Exercise aim -
Format every line of the records below as a numbered list, dropping any blank lines. Leave the pictures out.
— Begin —
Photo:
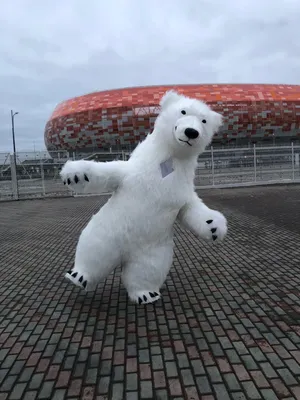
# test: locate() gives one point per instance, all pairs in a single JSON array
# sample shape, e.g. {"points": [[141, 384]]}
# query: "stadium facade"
{"points": [[120, 118]]}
— End —
Correct answer -
1. Photo:
2. # test: locate() gives one point per instance, all pairs in a single JSON array
3. # sample shape, e.g. {"points": [[141, 384]]}
4. # query: "stadium facade"
5. {"points": [[120, 118]]}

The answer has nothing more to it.